### Brief
Take the line that contains "For the evaluation, point out each instance of the orange" and all lines after it, up to and including the last line of the data, and write them out exactly; nothing else belongs in the answer.

## BEGIN Records supplied

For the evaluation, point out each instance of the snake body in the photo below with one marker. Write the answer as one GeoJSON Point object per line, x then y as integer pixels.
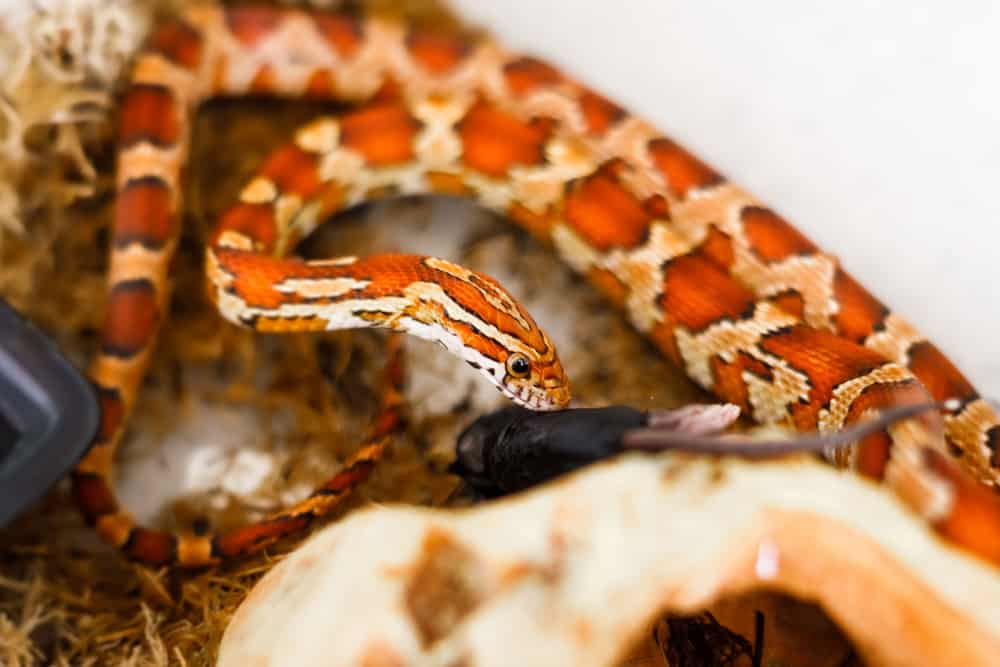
{"type": "Point", "coordinates": [721, 284]}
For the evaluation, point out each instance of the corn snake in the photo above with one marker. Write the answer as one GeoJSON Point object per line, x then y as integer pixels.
{"type": "Point", "coordinates": [722, 285]}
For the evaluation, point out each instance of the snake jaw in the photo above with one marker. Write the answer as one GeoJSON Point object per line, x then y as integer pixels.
{"type": "Point", "coordinates": [533, 396]}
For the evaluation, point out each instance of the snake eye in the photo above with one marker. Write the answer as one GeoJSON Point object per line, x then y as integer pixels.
{"type": "Point", "coordinates": [518, 365]}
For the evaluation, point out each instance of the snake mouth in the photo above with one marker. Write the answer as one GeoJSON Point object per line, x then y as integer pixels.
{"type": "Point", "coordinates": [536, 398]}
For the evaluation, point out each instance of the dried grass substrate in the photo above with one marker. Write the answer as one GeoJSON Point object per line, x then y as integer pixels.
{"type": "Point", "coordinates": [295, 406]}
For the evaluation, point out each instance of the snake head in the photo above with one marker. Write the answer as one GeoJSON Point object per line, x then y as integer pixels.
{"type": "Point", "coordinates": [534, 379]}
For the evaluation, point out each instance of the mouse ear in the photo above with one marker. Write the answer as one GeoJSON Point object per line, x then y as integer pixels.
{"type": "Point", "coordinates": [697, 419]}
{"type": "Point", "coordinates": [663, 438]}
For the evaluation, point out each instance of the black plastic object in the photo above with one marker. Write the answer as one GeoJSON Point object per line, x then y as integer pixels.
{"type": "Point", "coordinates": [48, 414]}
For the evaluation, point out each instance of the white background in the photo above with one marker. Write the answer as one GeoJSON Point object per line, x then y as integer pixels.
{"type": "Point", "coordinates": [872, 126]}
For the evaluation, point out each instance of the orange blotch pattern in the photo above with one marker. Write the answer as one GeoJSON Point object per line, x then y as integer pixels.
{"type": "Point", "coordinates": [771, 238]}
{"type": "Point", "coordinates": [435, 52]}
{"type": "Point", "coordinates": [143, 214]}
{"type": "Point", "coordinates": [974, 521]}
{"type": "Point", "coordinates": [527, 74]}
{"type": "Point", "coordinates": [131, 317]}
{"type": "Point", "coordinates": [608, 284]}
{"type": "Point", "coordinates": [681, 170]}
{"type": "Point", "coordinates": [264, 81]}
{"type": "Point", "coordinates": [717, 247]}
{"type": "Point", "coordinates": [791, 302]}
{"type": "Point", "coordinates": [292, 170]}
{"type": "Point", "coordinates": [382, 133]}
{"type": "Point", "coordinates": [321, 85]}
{"type": "Point", "coordinates": [148, 113]}
{"type": "Point", "coordinates": [256, 221]}
{"type": "Point", "coordinates": [697, 293]}
{"type": "Point", "coordinates": [859, 312]}
{"type": "Point", "coordinates": [728, 381]}
{"type": "Point", "coordinates": [247, 538]}
{"type": "Point", "coordinates": [153, 547]}
{"type": "Point", "coordinates": [601, 210]}
{"type": "Point", "coordinates": [340, 32]}
{"type": "Point", "coordinates": [493, 141]}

## END Records supplied

### Finished exercise
For the evaluation, point out each instance of the orange blotch pattern in the photo above with one marker. Write the answer as one GeoJSON Point object per line, x then y as integer pixels.
{"type": "Point", "coordinates": [771, 238]}
{"type": "Point", "coordinates": [435, 52]}
{"type": "Point", "coordinates": [143, 214]}
{"type": "Point", "coordinates": [974, 521]}
{"type": "Point", "coordinates": [527, 74]}
{"type": "Point", "coordinates": [131, 317]}
{"type": "Point", "coordinates": [608, 284]}
{"type": "Point", "coordinates": [681, 170]}
{"type": "Point", "coordinates": [264, 81]}
{"type": "Point", "coordinates": [717, 247]}
{"type": "Point", "coordinates": [791, 302]}
{"type": "Point", "coordinates": [292, 170]}
{"type": "Point", "coordinates": [382, 133]}
{"type": "Point", "coordinates": [321, 85]}
{"type": "Point", "coordinates": [148, 113]}
{"type": "Point", "coordinates": [256, 221]}
{"type": "Point", "coordinates": [697, 293]}
{"type": "Point", "coordinates": [859, 312]}
{"type": "Point", "coordinates": [728, 381]}
{"type": "Point", "coordinates": [247, 538]}
{"type": "Point", "coordinates": [153, 547]}
{"type": "Point", "coordinates": [601, 210]}
{"type": "Point", "coordinates": [340, 32]}
{"type": "Point", "coordinates": [493, 141]}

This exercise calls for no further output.